### What you are asked to do:
Give back every record exactly as it reads.

Top of Provided records

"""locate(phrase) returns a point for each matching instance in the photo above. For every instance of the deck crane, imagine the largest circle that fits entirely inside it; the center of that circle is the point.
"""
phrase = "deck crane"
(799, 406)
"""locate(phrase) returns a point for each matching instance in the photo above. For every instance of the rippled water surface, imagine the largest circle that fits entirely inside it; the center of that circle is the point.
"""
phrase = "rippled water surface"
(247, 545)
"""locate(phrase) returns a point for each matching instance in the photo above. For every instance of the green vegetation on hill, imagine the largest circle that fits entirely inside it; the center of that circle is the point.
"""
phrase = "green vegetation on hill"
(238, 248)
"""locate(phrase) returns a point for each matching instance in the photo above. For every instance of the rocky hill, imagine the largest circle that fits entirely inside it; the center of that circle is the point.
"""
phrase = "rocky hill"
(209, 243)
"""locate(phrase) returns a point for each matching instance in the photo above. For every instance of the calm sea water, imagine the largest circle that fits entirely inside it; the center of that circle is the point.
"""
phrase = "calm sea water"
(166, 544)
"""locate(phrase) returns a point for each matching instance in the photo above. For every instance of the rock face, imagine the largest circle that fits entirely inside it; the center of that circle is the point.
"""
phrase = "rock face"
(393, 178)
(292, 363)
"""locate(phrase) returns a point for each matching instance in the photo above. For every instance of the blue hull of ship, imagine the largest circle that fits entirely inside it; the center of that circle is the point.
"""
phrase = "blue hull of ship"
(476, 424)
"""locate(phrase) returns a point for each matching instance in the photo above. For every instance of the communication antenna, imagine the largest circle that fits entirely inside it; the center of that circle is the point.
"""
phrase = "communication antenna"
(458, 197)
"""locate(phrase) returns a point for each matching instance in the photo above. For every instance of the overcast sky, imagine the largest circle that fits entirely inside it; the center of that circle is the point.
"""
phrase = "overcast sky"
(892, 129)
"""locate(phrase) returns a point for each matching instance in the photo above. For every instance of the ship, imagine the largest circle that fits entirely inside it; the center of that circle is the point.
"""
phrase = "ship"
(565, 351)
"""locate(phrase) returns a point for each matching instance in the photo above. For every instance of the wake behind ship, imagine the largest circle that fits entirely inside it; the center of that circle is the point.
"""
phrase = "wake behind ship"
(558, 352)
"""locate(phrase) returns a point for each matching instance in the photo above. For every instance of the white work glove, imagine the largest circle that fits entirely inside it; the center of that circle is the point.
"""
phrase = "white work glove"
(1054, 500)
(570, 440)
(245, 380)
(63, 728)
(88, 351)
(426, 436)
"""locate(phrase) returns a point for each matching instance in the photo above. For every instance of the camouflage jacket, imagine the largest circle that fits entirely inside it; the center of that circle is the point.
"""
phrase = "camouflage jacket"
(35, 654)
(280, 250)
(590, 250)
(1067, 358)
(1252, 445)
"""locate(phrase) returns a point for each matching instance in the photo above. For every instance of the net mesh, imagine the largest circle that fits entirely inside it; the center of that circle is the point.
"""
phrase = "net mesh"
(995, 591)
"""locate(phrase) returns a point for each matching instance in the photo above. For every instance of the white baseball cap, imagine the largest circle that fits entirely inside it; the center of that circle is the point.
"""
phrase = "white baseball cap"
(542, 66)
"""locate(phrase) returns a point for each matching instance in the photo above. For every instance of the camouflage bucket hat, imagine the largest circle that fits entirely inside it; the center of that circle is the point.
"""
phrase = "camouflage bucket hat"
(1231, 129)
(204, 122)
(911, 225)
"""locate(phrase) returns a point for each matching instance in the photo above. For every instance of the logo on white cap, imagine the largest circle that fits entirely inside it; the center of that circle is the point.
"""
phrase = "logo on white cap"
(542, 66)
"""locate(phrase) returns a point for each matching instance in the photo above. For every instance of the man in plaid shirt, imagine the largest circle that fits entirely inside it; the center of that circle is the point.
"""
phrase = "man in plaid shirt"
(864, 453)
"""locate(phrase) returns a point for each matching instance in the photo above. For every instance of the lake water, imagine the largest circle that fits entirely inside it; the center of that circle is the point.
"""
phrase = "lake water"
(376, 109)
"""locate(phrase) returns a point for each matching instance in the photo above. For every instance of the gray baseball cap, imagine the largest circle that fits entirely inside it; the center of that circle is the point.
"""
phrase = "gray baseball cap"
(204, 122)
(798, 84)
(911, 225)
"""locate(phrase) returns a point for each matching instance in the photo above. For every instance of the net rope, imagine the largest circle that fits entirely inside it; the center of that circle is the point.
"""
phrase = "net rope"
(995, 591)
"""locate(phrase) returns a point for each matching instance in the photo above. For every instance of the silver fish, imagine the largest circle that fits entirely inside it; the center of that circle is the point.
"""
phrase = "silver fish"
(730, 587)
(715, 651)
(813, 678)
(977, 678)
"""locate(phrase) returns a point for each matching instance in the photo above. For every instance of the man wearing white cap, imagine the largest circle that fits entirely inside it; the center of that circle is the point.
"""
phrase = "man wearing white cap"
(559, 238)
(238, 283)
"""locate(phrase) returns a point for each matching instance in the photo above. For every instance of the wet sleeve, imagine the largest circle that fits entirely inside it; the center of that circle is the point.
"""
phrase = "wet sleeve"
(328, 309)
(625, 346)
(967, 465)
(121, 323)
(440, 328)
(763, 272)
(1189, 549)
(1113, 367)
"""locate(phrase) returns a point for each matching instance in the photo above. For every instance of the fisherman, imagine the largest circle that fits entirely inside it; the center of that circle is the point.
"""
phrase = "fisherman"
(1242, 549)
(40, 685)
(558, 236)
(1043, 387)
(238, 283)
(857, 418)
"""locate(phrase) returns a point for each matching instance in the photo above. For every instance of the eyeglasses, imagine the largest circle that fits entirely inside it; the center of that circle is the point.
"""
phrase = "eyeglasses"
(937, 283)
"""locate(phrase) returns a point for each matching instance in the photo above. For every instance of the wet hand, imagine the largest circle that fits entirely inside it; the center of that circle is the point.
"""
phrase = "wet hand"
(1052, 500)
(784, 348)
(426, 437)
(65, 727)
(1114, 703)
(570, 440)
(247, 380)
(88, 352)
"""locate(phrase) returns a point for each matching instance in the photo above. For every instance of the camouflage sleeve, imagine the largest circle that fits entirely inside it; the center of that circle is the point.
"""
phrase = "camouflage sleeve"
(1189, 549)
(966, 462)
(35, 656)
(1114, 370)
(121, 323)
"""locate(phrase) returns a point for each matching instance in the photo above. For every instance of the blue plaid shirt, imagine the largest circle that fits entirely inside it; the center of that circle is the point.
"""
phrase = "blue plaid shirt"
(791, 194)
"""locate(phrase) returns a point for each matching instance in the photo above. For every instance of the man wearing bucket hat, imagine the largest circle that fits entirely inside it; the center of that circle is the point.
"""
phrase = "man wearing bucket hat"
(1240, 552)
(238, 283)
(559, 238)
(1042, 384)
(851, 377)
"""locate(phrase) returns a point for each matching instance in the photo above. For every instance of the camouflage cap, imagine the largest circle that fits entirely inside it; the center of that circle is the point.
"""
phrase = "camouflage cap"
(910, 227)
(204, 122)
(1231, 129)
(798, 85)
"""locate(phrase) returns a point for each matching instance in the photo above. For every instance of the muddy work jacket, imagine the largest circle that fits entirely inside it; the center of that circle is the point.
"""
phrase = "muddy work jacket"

Bottom of Provided records

### Exercise response:
"""locate(phrase) returns a point for each matching instance in the photo above. For every instance of the deck crane, imagine the largest circle that fits entirely inside it; the center of that circle is the point.
"""
phrase = "deck crane"
(799, 406)
"""locate(phrase) returns a point for each matching instance in the photo above. For every instance of the rippled water surface, imagine the largest circle that fits entirely inside it; the center of that circle is the point.
"""
phrase = "rippled water surface"
(247, 545)
"""locate(phrase) returns a point for each matching instance in the photo above. For every instance of the green vegetation on hill, imagine the largest circle that fits entirely inside it; the center of that circle is the point.
"""
phrase = "green vegetation on hill"
(238, 248)
"""locate(phrase) returns a point for each matching instance in the photo above. For every instance of the rocky hill, imagine the largest circle that fits entirely inside it; the center of that circle is the point.
"""
phrase = "rocky hill"
(209, 243)
"""locate(phrase) returns a point for each matching instance in the photo above. For every instance of the calm sea water, imagine the largest circle that fits entirely inside it; the center of that circle is the point.
"""
phrase = "calm sea water"
(166, 544)
"""locate(phrase) returns a point for each matching instance in the photo above. For every instance of the rock face, imagine the largest circle that fits entirely inside it; the center of that circle is the point.
"""
phrase = "rock face"
(393, 178)
(292, 363)
"""locate(phrase) returns a point for each matching instance in the photo above. For every instance of the blue hull of ship, imagine the largest circle that fits entirely inside it; the center of that circle is the point.
"""
phrase = "blue hull of ship"
(476, 424)
"""locate(phrase) returns a point for each matching instance in the photo above. For every instance of the communication antenna, imagine the largest circle that fits entirely inside it; the center of that circle is the point.
"""
phrase = "communication antenna"
(458, 197)
"""locate(phrase) returns a point for each matching instance in the photo above. For every instance of the overcast sky, imagine the largest circle that fits entirely inside it; the center of that circle is the point.
"""
phrase = "overcast sky"
(892, 129)
"""locate(phrase) returns a point for each matching instance in the photo above. For every instance of the ship, imagine the largest circle that fits entirely inside it; the center of that circle is the point.
"""
phrase = "ship"
(565, 351)
"""locate(phrase) returns a point for each matching instance in the photo above. For every instance of the wake behind ship, imagine the largest circle that fits entirely inside it; the center of that circle is the point.
"""
phrase = "wake behind ship"
(558, 352)
"""locate(phrase) returns a point for each matching instance in the photo above. For every instance of the white work glove, imagine the largest circle that fits entirely inside it; the center of that circle is the point.
"""
phrase = "white work glove"
(1054, 500)
(570, 440)
(245, 380)
(63, 728)
(88, 351)
(426, 436)
"""locate(phrase) returns a point for each matching instance in the photo above. For every instance of the camouflage jacket, imagine the largest circle that fits entirely inside it; the center of that circle is the point.
"""
phrase = "camouflage jacket"
(35, 654)
(280, 250)
(590, 250)
(1067, 358)
(1252, 445)
"""locate(phrase) returns a point for each matching instance in the photo above. For every instance of the net mesh, imagine the largest circle that fits entirely inside it; the center of that circle is the point.
"""
phrase = "net mesh"
(995, 591)
"""locate(phrase) returns a point for each matching instance in the photo above. For every instance of the white baseball cap, imagine the largest circle that fits entirely inside it; the center of that circle is the point.
"""
phrase = "white baseball cap"
(542, 66)
"""locate(phrase) returns a point for each matching instance in the photo above. For every instance of the camouflage bucket hat, imagine the largest circle that fits entirely inside it; the center of that circle is the point.
"""
phrase = "camouflage bucket hat"
(1231, 129)
(204, 122)
(911, 225)
"""locate(phrase) returns a point for each matching instance in the photo above. For every instance of the logo on white cap, imagine the largest circle that fits entirely inside it; the center of that circle is the point.
"""
phrase = "logo on white cap"
(542, 66)
"""locate(phrase) returns a point for each matching instance in the photo above. For every instance of the man in plaid shirt, imagine the largest circle that fits entirely inside it; the center of that circle is the point.
"""
phrase = "man in plaid shirt"
(864, 453)
"""locate(phrase) returns a point for each matching instance in the photo above. For every instance of the lake water, imagine the largest circle that fits entirely inside it; the center of that circle is the point.
"""
phrase = "lake water"
(376, 109)
"""locate(phrase) returns a point for each matching instance in the photo above. For every instance of the gray baseball cap, imagine the largest circle that fits entirely inside it; the center of that circle is the point.
"""
phrase = "gray baseball cap"
(204, 122)
(798, 84)
(911, 225)
"""locate(phrase) returns a point for each matching instance in the photo above. For every instance of the net rope, imagine the largest circle that fits entirely inside it; the center of that circle is the point.
"""
phrase = "net rope"
(995, 591)
"""locate(phrase) returns a point for each matching instance in the photo above. For every instance of the silver fish, imagine the largest circle that fits entirely inside it; the center of that circle is the point.
"""
phrase = "silver fish"
(730, 587)
(715, 651)
(813, 678)
(977, 678)
"""locate(phrase) returns a point for each matching instance in the photo above. For every instance of the man wearing white cap, imagine the largest circle that fits entirely inside it; the center of that circle is the point.
"""
phrase = "man wearing white cap"
(559, 238)
(238, 283)
"""locate(phrase) returns a point for each matching instance in the photo above. For every instance of the wet sleeve, imagine the largest circle that fits entirely inside it; the center of that circle is the point.
"""
phrase = "wet sleeve"
(328, 309)
(625, 346)
(967, 465)
(121, 323)
(440, 328)
(763, 272)
(1189, 549)
(1113, 367)
"""locate(phrase) returns a point for each matching instance in the photo above. For every instance of the fisherman, imagine the largest circle that fits entirely inside it; the center of that circle is the point.
"""
phrase = "fisherman"
(1242, 549)
(40, 685)
(558, 236)
(1043, 387)
(238, 283)
(857, 418)
"""locate(phrase) returns a point for each matching instance in the photo above. For every instance of the eyeglasses, imagine the largest circle that fits entirely inside it; the center of that circle is the point.
"""
phrase = "eyeglasses"
(937, 283)
"""locate(phrase) returns a point for each matching instance in the photo above. For every instance of the wet hand, imagine the largest circle that fits entirely inside it; the center of that circle is the point.
"""
phrase = "wet hand"
(1052, 500)
(784, 348)
(426, 437)
(65, 727)
(1114, 703)
(570, 440)
(247, 380)
(88, 352)
"""locate(phrase) returns a point for each matching instance in the photo above. For every instance of the camouflage sleeve, imagine the largest circle that fits entirely inside it; the center of that circle is the point.
"""
phrase = "camouflage sleeve"
(1189, 549)
(966, 462)
(35, 656)
(1114, 370)
(121, 323)
"""locate(phrase) returns a point for each matching instance in the photo above. For every instance of the blue plaid shirt, imagine the largest circle that fits entirely inside it; the center of that circle is the point.
"""
phrase = "blue plaid shirt"
(791, 194)
"""locate(phrase) returns a point for each matching instance in the photo above. For every instance of the man wearing bucket hat, imagine the largest circle that fits entirely inside it; the center of that circle is the point.
"""
phrase = "man wearing bucket hat"
(1240, 552)
(238, 283)
(559, 238)
(1042, 384)
(851, 377)
"""locate(phrase) returns a point for each matching instance in the photo above. For every instance of the camouflage cap, imagine the largest circle that fits entirely inside it; the center of that circle is the point.
"""
phrase = "camouflage cap"
(910, 227)
(204, 122)
(1231, 129)
(798, 85)
"""locate(phrase) returns a point for each matching instance in the photo above. For every instance of the muddy work jacket, imagine the largest circle that fits entirely inside it; the center of that circle is the point.
"""
phrase = "muddy work jacket"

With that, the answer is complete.